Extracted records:
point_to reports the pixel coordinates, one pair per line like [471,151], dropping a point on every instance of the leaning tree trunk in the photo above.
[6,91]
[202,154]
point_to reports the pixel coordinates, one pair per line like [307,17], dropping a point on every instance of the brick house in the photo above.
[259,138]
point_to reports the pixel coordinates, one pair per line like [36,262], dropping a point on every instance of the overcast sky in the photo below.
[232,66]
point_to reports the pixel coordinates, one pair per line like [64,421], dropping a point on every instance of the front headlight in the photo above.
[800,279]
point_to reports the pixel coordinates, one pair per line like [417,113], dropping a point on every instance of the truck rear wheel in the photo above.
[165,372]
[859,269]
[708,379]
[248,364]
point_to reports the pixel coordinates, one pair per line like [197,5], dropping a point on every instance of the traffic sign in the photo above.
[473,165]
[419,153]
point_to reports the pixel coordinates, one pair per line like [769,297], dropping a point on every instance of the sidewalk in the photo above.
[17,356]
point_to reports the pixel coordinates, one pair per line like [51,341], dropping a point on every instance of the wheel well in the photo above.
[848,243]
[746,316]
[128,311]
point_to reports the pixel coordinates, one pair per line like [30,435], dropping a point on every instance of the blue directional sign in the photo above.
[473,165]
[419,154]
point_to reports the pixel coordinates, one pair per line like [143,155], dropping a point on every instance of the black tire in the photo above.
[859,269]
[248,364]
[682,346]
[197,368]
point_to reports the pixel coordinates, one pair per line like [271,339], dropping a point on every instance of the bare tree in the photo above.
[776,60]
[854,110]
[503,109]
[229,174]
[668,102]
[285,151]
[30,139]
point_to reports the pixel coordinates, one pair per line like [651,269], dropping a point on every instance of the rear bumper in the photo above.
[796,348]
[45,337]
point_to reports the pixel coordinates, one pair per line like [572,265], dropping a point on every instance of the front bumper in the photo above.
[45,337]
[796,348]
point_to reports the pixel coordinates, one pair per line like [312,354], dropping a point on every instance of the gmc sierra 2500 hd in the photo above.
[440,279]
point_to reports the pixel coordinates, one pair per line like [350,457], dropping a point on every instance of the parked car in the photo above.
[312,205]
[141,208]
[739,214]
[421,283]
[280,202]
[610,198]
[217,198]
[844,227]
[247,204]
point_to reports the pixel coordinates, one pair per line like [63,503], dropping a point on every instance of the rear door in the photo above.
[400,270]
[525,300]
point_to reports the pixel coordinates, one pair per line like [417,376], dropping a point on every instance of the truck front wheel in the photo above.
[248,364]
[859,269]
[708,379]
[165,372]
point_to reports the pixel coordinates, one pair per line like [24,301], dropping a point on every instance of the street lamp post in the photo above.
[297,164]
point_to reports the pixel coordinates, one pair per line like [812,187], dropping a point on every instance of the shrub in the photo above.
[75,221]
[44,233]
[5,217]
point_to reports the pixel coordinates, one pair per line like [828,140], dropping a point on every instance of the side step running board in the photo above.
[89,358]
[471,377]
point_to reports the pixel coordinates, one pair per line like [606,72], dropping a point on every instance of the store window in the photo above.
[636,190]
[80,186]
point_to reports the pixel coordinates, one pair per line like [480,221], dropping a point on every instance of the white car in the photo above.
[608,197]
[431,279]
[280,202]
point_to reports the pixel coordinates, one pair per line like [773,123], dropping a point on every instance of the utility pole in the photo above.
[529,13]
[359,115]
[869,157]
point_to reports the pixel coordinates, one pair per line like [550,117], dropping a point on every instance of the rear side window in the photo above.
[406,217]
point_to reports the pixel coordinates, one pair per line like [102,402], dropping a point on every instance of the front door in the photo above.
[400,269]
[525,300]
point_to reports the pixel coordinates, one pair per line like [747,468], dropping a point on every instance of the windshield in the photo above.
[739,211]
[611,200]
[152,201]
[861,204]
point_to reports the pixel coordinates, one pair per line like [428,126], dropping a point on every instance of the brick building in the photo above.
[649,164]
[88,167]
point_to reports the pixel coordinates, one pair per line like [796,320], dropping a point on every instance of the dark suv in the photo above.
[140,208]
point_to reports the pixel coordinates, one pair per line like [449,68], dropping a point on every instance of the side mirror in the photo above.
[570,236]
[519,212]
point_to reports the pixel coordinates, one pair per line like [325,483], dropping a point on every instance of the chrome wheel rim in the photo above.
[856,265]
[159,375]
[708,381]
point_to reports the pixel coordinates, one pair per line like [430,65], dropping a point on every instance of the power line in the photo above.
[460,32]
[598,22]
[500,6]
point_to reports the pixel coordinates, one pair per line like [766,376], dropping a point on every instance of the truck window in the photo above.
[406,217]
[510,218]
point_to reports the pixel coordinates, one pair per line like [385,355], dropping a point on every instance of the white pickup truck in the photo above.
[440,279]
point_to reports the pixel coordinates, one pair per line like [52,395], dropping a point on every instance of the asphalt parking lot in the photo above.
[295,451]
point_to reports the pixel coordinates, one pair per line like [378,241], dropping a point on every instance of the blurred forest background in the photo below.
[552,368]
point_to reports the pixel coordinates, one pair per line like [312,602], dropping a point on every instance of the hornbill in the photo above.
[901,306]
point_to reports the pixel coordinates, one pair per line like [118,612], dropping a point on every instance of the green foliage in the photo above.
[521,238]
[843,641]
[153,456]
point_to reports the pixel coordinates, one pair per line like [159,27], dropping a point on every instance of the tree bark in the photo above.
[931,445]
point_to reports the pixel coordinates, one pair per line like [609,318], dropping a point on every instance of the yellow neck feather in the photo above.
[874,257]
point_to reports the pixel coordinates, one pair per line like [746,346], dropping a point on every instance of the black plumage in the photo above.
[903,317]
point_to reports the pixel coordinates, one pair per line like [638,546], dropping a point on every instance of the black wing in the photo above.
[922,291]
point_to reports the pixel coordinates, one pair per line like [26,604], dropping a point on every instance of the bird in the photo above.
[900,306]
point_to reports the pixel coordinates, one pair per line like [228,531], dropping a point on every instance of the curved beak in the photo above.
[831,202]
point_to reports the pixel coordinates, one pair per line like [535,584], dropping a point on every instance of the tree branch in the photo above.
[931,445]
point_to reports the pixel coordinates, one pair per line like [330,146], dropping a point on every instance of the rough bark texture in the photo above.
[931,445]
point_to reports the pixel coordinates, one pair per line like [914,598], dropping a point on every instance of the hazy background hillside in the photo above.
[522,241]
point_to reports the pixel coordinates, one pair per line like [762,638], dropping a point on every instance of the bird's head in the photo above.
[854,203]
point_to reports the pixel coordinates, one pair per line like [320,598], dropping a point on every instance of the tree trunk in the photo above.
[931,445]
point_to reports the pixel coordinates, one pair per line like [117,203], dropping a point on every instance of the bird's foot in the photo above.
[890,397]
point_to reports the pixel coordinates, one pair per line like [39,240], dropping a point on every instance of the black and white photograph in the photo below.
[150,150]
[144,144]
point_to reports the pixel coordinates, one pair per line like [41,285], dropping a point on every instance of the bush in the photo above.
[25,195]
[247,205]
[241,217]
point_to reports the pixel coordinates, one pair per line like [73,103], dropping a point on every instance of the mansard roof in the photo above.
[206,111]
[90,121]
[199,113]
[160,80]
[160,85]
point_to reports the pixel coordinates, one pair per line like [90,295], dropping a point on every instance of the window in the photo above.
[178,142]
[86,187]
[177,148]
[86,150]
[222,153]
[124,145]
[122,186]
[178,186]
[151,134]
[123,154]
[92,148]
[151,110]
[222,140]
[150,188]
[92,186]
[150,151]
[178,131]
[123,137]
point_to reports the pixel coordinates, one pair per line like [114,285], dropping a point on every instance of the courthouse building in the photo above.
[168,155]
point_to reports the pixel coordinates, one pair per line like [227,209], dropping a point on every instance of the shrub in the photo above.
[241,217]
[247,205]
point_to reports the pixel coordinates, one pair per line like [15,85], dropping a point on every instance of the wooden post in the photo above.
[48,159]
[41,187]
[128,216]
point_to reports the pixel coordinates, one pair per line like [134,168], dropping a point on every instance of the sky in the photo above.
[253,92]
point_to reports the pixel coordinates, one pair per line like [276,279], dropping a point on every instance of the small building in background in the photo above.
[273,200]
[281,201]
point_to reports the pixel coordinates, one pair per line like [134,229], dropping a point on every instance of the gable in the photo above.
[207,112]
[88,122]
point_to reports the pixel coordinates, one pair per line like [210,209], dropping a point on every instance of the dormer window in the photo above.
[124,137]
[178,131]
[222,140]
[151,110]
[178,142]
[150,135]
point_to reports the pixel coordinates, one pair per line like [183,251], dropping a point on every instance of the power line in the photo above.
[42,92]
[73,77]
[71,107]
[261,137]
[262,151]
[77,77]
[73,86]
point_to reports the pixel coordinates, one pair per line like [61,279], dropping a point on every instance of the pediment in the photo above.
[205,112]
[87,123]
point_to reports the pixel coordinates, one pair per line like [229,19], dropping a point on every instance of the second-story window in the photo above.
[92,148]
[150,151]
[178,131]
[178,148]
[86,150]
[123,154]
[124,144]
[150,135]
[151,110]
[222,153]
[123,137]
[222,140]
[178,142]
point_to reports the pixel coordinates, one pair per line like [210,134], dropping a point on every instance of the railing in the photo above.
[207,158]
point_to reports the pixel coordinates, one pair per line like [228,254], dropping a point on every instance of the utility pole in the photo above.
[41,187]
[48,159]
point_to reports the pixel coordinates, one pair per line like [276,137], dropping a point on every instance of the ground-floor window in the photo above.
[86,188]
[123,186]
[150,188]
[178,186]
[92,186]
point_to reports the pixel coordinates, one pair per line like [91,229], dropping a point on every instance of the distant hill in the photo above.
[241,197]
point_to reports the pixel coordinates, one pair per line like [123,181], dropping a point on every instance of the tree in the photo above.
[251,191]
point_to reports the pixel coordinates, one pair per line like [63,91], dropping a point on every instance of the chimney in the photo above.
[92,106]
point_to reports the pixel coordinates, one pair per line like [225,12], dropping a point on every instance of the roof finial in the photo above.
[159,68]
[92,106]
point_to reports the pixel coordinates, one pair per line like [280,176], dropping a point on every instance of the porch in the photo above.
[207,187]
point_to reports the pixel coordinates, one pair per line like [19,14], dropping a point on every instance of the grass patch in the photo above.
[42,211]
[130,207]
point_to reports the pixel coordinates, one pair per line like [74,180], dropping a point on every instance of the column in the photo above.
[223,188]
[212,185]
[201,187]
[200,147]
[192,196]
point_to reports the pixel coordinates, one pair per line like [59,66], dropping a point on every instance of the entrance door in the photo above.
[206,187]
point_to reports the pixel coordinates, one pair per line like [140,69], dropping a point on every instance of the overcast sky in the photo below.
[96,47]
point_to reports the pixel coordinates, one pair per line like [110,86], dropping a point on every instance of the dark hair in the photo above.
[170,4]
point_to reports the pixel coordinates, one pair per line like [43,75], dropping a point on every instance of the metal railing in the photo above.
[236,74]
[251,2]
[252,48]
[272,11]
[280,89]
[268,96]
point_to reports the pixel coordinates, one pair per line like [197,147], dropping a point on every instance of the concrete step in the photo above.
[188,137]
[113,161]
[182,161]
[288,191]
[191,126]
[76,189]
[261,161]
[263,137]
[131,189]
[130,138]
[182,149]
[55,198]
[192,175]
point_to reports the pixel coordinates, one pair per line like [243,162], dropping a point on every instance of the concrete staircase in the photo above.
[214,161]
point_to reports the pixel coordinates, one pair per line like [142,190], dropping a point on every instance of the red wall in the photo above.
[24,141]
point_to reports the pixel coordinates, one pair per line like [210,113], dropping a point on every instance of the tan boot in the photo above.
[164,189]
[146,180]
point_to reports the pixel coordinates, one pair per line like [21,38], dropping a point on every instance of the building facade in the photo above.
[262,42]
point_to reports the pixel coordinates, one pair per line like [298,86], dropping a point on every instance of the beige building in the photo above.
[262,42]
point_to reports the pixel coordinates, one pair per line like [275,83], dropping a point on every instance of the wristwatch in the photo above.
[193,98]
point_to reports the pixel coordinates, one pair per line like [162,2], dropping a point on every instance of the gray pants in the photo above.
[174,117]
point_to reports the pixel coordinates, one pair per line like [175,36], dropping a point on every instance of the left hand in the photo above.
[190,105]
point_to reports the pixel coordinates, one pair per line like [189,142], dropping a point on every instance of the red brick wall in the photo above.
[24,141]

PROBLEM TO WORK ON
Would you please copy the lines above, from the one holding "boot in the photo above." through the last, and nothing else?

SOLVED EXERCISE
point_to reports the pixel coordinates, one pair per line like [210,113], dropping a point on every instance of the tan boot in the photo above.
[164,189]
[146,180]
point_to reports the pixel coordinates, one pair per line like [21,38], dropping a point on every instance of the building facade in the photo above.
[262,42]
point_to reports the pixel coordinates, one pair per line like [298,86], dropping a point on every instance of the beige building in the photo above.
[262,42]
point_to reports the pixel coordinates, one pair per line like [275,83], dropping a point on every instance of the wristwatch in the photo above.
[193,98]
point_to reports the pixel coordinates, one pair per line like [162,2], dropping a point on every instance of the gray pants in the photo above.
[174,117]
point_to reports the pixel coordinates, one pair per line like [175,36], dropping a point on every instance of the left hand in the photo above.
[190,105]
point_to reports the pixel coordinates, one pair per line like [189,142], dropping a point on every instance of the red brick wall in the photo above.
[24,141]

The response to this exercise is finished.